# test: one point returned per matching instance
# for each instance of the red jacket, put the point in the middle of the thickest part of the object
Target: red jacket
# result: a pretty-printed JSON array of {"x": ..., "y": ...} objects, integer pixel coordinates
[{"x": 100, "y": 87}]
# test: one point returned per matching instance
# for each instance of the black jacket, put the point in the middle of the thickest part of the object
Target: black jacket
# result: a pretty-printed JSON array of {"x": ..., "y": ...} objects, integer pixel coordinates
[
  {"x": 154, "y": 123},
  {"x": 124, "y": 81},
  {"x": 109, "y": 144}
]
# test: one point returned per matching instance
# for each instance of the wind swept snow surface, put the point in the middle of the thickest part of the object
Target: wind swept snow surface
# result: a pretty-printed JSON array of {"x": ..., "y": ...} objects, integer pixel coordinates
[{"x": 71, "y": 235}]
****
TASK TO COMPLETE:
Extract every one of the records above, reproducing each line word for word without any change.

SOLUTION:
# test: one point returned per matching instance
# for each instance of the red jacket, put the point in the middle of the thickest part of the object
Target: red jacket
# result: a pretty-printed JSON array of {"x": ..., "y": ...} objects, integer pixel coordinates
[{"x": 100, "y": 87}]
# test: one point returned per matching instance
# for each instance of the black jacket, put the point in the middle of the thickest part of the object
Target: black jacket
# result: a pretty-printed JSON array of {"x": ..., "y": ...} objects, integer pixel coordinates
[
  {"x": 154, "y": 123},
  {"x": 124, "y": 81},
  {"x": 109, "y": 144}
]
# test: one point returned per matching instance
# for each instance of the wind swept snow surface, put the point in the middle of the thickest part of the object
Target: wind swept snow surface
# result: a pretty-printed JSON array of {"x": ..., "y": ...} objects, integer pixel coordinates
[{"x": 71, "y": 235}]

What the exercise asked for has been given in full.